═══ PROVIDED RECORDS ═══

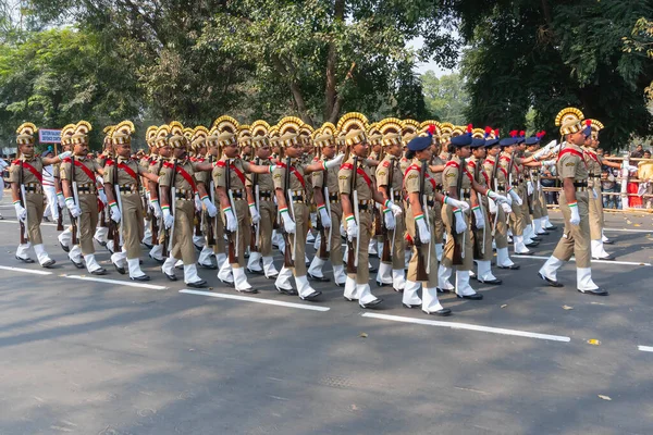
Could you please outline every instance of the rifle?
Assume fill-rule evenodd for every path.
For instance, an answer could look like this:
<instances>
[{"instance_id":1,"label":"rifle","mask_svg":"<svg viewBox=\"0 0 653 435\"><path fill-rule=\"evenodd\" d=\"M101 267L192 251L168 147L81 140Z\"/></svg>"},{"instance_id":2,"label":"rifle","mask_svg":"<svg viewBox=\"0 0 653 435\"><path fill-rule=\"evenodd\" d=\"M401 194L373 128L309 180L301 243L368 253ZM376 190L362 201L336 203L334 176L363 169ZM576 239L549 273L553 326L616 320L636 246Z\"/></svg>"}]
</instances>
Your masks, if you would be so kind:
<instances>
[{"instance_id":1,"label":"rifle","mask_svg":"<svg viewBox=\"0 0 653 435\"><path fill-rule=\"evenodd\" d=\"M356 191L356 176L358 172L358 156L354 156L354 169L352 173L352 186L349 188L349 202L352 203L352 210L356 217L356 224L360 223L358 219L358 192ZM360 228L358 229L360 232ZM347 273L356 273L358 269L358 240L360 237L356 236L356 246L354 240L349 240L347 237Z\"/></svg>"},{"instance_id":2,"label":"rifle","mask_svg":"<svg viewBox=\"0 0 653 435\"><path fill-rule=\"evenodd\" d=\"M286 167L285 167L285 175L284 175L284 187L288 187L291 185L291 158L286 159ZM284 190L284 196L286 195L287 190ZM291 202L293 198L289 198ZM286 197L286 201L288 200L288 198ZM289 207L289 204L288 204ZM281 221L281 214L280 214L280 219L279 221ZM285 249L283 251L283 265L285 268L294 268L295 266L295 261L293 261L293 253L291 252L291 240L288 237L288 233L285 231L285 226L280 222L280 227L281 227L281 234L283 235L283 241L285 244ZM301 261L304 261L304 259L301 259Z\"/></svg>"},{"instance_id":3,"label":"rifle","mask_svg":"<svg viewBox=\"0 0 653 435\"><path fill-rule=\"evenodd\" d=\"M419 170L419 206L422 209L423 219L428 220L429 214L428 210L426 210L427 201L424 200L424 181L427 175L427 161L422 162L422 165ZM428 225L428 223L427 223ZM427 273L427 265L424 265L424 254L421 251L421 247L423 244L419 238L419 226L415 225L415 240L412 240L415 248L417 249L417 281L429 281L429 274ZM429 247L429 250L431 247Z\"/></svg>"},{"instance_id":4,"label":"rifle","mask_svg":"<svg viewBox=\"0 0 653 435\"><path fill-rule=\"evenodd\" d=\"M456 192L458 194L458 199L464 201L463 199L463 172L465 171L465 159L460 159L460 167L458 171L458 179L456 181ZM465 260L465 235L467 234L467 229L463 232L463 241L460 241L456 236L455 227L456 227L456 219L455 213L453 214L454 222L452 222L452 237L454 238L454 265L461 265Z\"/></svg>"}]
</instances>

═══

**BRIEF:** Please report each line of the data above that contains the word "every". Case counts.

**TASK ANSWER:**
Could you please outline every instance of the rifle?
Assume fill-rule evenodd for every path.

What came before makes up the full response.